Referring expression data:
==========

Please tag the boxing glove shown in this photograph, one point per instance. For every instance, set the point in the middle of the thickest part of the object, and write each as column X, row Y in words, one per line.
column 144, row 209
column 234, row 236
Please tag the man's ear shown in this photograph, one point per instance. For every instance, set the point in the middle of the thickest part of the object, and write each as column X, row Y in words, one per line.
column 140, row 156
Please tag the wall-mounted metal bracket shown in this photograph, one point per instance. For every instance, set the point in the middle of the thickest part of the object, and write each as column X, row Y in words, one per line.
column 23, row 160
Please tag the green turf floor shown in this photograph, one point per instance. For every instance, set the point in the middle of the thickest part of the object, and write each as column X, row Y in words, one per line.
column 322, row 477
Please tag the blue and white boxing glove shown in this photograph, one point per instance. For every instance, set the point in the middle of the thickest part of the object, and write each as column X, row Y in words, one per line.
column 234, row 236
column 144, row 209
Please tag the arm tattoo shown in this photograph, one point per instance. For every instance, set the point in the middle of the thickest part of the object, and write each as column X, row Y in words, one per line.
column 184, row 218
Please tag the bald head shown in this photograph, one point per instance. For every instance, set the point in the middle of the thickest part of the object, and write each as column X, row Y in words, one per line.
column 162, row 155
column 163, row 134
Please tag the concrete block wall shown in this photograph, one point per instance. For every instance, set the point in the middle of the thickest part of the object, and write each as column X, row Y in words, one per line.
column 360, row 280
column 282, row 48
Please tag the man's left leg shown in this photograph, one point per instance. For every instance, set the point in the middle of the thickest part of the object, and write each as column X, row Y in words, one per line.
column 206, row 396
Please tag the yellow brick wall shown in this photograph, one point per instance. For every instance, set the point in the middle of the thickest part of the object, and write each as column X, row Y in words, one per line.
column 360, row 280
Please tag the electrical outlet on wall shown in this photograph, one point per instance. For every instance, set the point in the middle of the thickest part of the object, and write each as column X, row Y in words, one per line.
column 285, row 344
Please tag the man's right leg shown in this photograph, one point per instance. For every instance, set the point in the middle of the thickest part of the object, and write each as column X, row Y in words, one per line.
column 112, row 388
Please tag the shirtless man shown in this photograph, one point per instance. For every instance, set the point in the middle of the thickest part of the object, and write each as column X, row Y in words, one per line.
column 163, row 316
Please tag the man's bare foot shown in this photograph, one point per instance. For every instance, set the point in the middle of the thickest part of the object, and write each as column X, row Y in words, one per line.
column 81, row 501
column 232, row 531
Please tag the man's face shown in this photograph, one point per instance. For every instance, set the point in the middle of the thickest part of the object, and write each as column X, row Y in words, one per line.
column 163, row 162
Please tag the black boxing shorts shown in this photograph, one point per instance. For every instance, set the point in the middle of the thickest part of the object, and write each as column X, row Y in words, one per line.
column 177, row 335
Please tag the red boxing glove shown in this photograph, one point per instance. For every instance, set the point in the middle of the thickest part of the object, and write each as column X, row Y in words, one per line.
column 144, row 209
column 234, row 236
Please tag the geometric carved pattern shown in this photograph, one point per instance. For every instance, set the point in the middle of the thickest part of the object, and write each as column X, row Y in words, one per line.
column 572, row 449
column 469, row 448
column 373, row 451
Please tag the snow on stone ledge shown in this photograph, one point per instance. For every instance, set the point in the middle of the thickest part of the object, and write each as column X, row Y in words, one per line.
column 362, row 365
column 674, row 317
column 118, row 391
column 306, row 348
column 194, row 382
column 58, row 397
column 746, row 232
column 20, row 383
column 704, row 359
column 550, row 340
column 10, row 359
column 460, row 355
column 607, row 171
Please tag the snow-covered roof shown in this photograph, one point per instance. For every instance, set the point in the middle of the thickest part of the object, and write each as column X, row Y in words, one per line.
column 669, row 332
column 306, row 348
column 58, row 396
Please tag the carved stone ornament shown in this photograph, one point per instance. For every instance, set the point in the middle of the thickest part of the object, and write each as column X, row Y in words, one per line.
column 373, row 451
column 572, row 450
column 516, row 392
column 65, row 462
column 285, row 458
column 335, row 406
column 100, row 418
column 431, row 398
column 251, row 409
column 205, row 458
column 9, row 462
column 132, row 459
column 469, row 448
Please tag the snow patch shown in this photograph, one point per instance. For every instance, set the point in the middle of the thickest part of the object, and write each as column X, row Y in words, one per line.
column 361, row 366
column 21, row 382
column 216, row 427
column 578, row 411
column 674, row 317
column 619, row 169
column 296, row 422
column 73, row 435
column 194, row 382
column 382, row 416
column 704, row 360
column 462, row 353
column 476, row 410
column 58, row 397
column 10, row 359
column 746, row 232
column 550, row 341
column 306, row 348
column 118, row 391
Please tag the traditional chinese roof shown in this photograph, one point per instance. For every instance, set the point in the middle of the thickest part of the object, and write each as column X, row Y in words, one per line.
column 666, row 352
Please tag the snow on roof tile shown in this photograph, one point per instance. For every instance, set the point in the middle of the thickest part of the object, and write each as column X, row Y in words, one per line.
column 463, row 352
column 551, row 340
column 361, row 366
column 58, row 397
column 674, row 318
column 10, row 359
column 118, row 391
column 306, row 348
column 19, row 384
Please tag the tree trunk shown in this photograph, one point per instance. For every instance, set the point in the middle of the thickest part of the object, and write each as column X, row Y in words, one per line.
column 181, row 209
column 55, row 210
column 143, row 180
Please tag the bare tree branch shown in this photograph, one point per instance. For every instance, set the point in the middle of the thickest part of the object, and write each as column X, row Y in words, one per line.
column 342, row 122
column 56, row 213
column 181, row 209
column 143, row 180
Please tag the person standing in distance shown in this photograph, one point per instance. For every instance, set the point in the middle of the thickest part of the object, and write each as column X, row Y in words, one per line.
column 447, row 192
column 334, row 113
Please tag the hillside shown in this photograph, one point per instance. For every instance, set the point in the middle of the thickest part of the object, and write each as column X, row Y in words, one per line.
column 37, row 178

==========

What is expected:
Render every record verbatim. Nothing should be left out.

Answer box:
Please tag the boxing glove shown in this photograph, one point per instance. For every instance, set the point in the middle of the thickest part of the object, and write each as column X, row Y in words, one per line.
column 144, row 209
column 234, row 236
Please tag the man's ear shown in this photograph, one point per instance. For every instance, set the point in the middle of the thickest part of the object, and write each as column X, row Y in words, one per line.
column 140, row 156
Please tag the wall-mounted metal bracket shown in this photograph, one point per instance. For every instance, set the point in the middle of the thickest part of the object, and write each as column X, row Y in words, one per line.
column 23, row 160
Please tag the green turf floor shown in this photograph, one point per instance. For every instance, set the point in the middle of the thickest part of the object, and write each as column X, row Y in words, one per line.
column 322, row 477
Please tag the blue and white boxing glove shown in this photograph, one point per instance. For every instance, set the point in the middle of the thickest part of the object, and write each as column X, row Y in words, one per line.
column 234, row 236
column 144, row 209
Please tag the arm tattoo shown in this photograph, one point per instance. For every instance, set the point in the middle of the thickest part of the object, and write each as column X, row Y in words, one per line.
column 184, row 218
Please tag the bald head shown in this photograph, one point per instance. For every instance, set the point in the middle of the thickest part of the object, and write each as column X, row Y in words, one per line.
column 162, row 155
column 163, row 134
Please tag the concrete block wall shown in this photograph, one point per instance. For every instance, set the point in the middle of the thickest part of the object, and write each as column X, row Y in words, one per line.
column 360, row 280
column 282, row 48
Please tag the man's left leg shown in this photograph, one point per instance. For every instance, set the point in the middle of the thickest part of the object, and write each as column X, row Y in words, one per line.
column 206, row 396
Please tag the yellow brick wall shown in this photograph, one point per instance. For every instance, set the point in the middle of the thickest part of the object, and write each as column X, row Y in words, one per line.
column 360, row 280
Please tag the electrical outlet on wall shown in this photograph, one point per instance. For every instance, set the point in the middle of the thickest part of the object, and write each as column X, row Y in words, one per line.
column 285, row 344
Please tag the man's right leg shown in this photograph, one point per instance. For every instance, set the point in the middle of the thickest part of the object, and write each as column X, row Y in words, one per line.
column 112, row 388
Please tag the shirtless man shown in this photograph, one point per instance. For every instance, set the point in the middle of the thickest part of the object, and write each as column X, row Y in words, one per line.
column 163, row 316
Please tag the man's bare foot shown in this photograph, one point per instance. For every instance, set the point in the middle of the thickest part of the object, and write each as column X, row Y in words, one per line.
column 81, row 501
column 232, row 531
Please tag the man's face shown in this photograph, one point per instance. For every instance, set the point in the middle of the thickest part of the object, and write each as column X, row Y in words, one per line.
column 163, row 162
Please tag the black boxing shorts shown in this photograph, one point per instance. For every instance, set the point in the middle of the thickest part of the object, and write each as column X, row Y in words, one per line.
column 177, row 335
Please tag the red boxing glove shown in this photograph, one point per instance. For every instance, set the point in the middle of the thickest part of the object, and write each as column X, row Y in words, one per line.
column 144, row 209
column 234, row 236
Please tag the geometric carved pattern shown in this photograph, one point per instance. For every instance, set the point in the middle of the thickest part of the object, and write each as column X, row Y in words, one per line.
column 572, row 449
column 469, row 448
column 373, row 451
Please tag the snow on stone ledge shown in this photograph, one point per instance. For every instance, set the point in the middle of the thickest part of the object, and write each as column X, row Y in words, one per line.
column 362, row 365
column 674, row 317
column 118, row 391
column 306, row 348
column 194, row 382
column 58, row 397
column 746, row 232
column 20, row 383
column 704, row 359
column 550, row 340
column 10, row 359
column 460, row 355
column 607, row 171
Please tag the snow-covered roof shown in this photograph, one point per instance. For every instance, set the point in the middle of the thickest part of the object, and write each as column X, row Y in words, one per line.
column 669, row 332
column 306, row 348
column 58, row 396
Please tag the carved stone ornament shown in this photograph, one point per instance. For every instance, set the point in the middle of the thickest part of the object, and write each as column X, row Y in words, one per line.
column 373, row 451
column 572, row 450
column 516, row 392
column 65, row 462
column 285, row 458
column 335, row 406
column 100, row 418
column 431, row 398
column 251, row 409
column 205, row 458
column 9, row 462
column 132, row 459
column 469, row 448
Please tag the snow patch shown in this photograph, one point per instance. For every instance, set the point in the middle of the thickest part of the object, and write each as column X, row Y in words, one per line.
column 361, row 366
column 21, row 382
column 216, row 427
column 578, row 411
column 674, row 317
column 619, row 169
column 296, row 422
column 73, row 435
column 194, row 382
column 382, row 416
column 704, row 360
column 462, row 353
column 476, row 410
column 58, row 397
column 10, row 359
column 746, row 232
column 550, row 341
column 306, row 348
column 118, row 391
Please tag the traditional chinese roof shown in this photograph, one point per instance. For every instance, set the point in the middle of the thickest part of the object, and write each as column X, row Y in words, one per line.
column 666, row 352
Please tag the snow on roof tile shown in this photograph, one point per instance. For every instance, set the point in the middle of the thickest part of the object, and write each as column X, row Y in words, one per line.
column 463, row 352
column 551, row 340
column 361, row 366
column 58, row 397
column 674, row 318
column 10, row 359
column 118, row 391
column 306, row 348
column 19, row 384
Please tag the tree trunk shown in this photograph, one point per instance. For every instance, set the point in the middle of the thickest part of the object, and write each as column X, row Y in words, one per line.
column 181, row 209
column 55, row 210
column 143, row 180
Please tag the bare tree branch shown in this photograph, one point per instance. For every instance, set the point in the middle of the thickest part of the object, and write each as column X, row Y in words, one per line.
column 342, row 122
column 56, row 213
column 181, row 209
column 143, row 180
Please tag the person standing in distance shown in this photograph, one point per instance. For every instance, set the point in the middle of the thickest part of the object, and write each as column X, row Y in words, one per line.
column 447, row 192
column 334, row 113
Please tag the hillside shown in this photograph, one point per instance. For every instance, set the point in the middle of the thickest part of the object, and write each as column X, row Y in words, one per line.
column 37, row 178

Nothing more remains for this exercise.